# [TASK GOAL]
Locate each line in the entries below that contains the string "wheat" and copy it out. Count only matches with the same uppercase and lowercase letters.

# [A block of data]
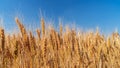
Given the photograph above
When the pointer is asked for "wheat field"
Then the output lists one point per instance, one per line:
(58, 49)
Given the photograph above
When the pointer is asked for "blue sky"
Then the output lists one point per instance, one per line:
(84, 14)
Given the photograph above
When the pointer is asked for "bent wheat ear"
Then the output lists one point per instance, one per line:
(21, 27)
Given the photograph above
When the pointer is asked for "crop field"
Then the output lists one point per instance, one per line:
(65, 48)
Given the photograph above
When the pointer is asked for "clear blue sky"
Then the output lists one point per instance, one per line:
(84, 13)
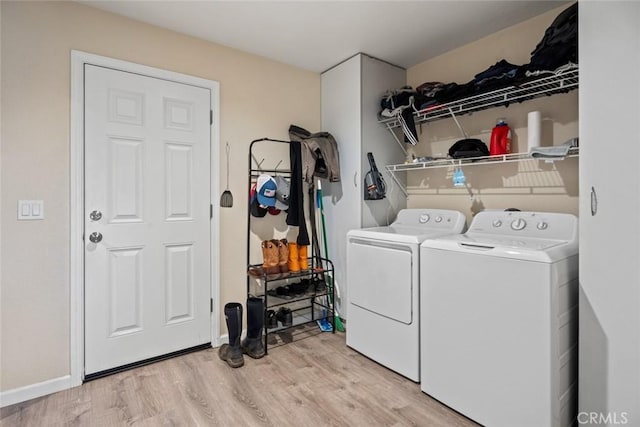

# [RESPONSE BELOW]
When the pointer is asked for "wheat field"
When the pointer is asked for "bent wheat ear"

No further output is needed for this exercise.